## SHORT TASK
Retype the records below exactly as they appear.

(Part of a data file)
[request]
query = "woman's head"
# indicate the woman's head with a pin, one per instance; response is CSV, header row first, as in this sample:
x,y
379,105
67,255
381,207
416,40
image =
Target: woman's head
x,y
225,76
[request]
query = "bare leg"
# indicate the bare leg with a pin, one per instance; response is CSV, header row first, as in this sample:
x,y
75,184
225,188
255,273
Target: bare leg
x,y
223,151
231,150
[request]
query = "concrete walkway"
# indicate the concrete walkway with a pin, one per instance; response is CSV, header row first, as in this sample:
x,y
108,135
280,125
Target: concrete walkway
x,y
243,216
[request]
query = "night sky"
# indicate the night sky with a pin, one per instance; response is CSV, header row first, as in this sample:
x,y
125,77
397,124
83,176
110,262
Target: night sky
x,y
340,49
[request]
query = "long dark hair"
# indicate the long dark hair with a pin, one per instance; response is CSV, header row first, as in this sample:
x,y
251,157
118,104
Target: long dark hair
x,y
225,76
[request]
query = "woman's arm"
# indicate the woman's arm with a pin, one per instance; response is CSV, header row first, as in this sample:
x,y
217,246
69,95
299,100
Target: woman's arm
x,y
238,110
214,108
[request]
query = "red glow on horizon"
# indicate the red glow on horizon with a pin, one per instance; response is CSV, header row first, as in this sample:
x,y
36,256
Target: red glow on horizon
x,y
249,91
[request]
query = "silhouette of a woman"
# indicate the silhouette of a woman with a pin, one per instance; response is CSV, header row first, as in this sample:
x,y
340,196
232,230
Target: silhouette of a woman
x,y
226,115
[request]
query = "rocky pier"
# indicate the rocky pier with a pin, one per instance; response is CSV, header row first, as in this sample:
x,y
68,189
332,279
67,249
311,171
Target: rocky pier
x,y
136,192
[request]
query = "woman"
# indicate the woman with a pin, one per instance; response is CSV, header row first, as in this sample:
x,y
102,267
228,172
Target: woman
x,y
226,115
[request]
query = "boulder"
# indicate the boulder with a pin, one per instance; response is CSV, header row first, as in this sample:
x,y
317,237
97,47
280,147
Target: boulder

## COMPLETE RESPONSE
[request]
query = "woman's head"
# indicate the woman's head with a pin, one per instance; response is CSV, header row first, as in this sample:
x,y
379,105
67,255
381,207
416,40
image =
Target: woman's head
x,y
225,76
[request]
query = "bare leg"
# indicate the bare leg with a pin, one per instance; response is CSV, header row first, as in this sample:
x,y
75,184
225,188
255,273
Target: bare leg
x,y
223,151
231,150
[request]
query = "concrete walkway"
# indicate the concrete walkway with a pin, one per instance; response is CSV, header row first, as in this sample:
x,y
108,135
280,125
Target: concrete walkway
x,y
243,216
[request]
query = "night sky"
# indicate the night sky with a pin, one per instance; response is CSV, header row first, as in this sample:
x,y
125,77
397,124
83,176
110,262
Target: night sky
x,y
340,49
[request]
query = "long dark hair"
# indicate the long dark hair with a pin, one per instance; response is CSV, header row first, as in this sample:
x,y
251,157
118,104
Target: long dark hair
x,y
225,76
[request]
query = "woman's arm"
# indicate the woman's arm with a pin, one per instance; response is CSV, header row first, as in this sample:
x,y
217,246
69,95
299,100
Target: woman's arm
x,y
238,110
214,108
[request]
query = "red glow on horizon"
# indicate the red glow on horizon with a pin, one per instance; response is CSV, header row first, as in this sample:
x,y
36,256
Target: red glow on horizon
x,y
249,91
[request]
query = "silhouette of a woman"
# indicate the silhouette of a woman with a pin, one per instance; response is CSV, header row first, as in this sample:
x,y
340,196
232,230
Target: silhouette of a woman
x,y
226,115
[request]
query = "rocky pier"
# indicate the rocky pier with a pin, one per instance; response is CSV, header row first, as in this sample:
x,y
68,189
332,279
67,249
311,171
Target: rocky pier
x,y
136,192
[request]
query = "woman"
# indicate the woman with a pin, one per instance; response is CSV, header row first, as in this sample:
x,y
102,267
228,172
Target: woman
x,y
226,115
[request]
query = "boulder"
# indicate the boulder with a pin, one per instance; response is CSV, header row first, as in this sample:
x,y
317,237
97,47
280,147
Target: boulder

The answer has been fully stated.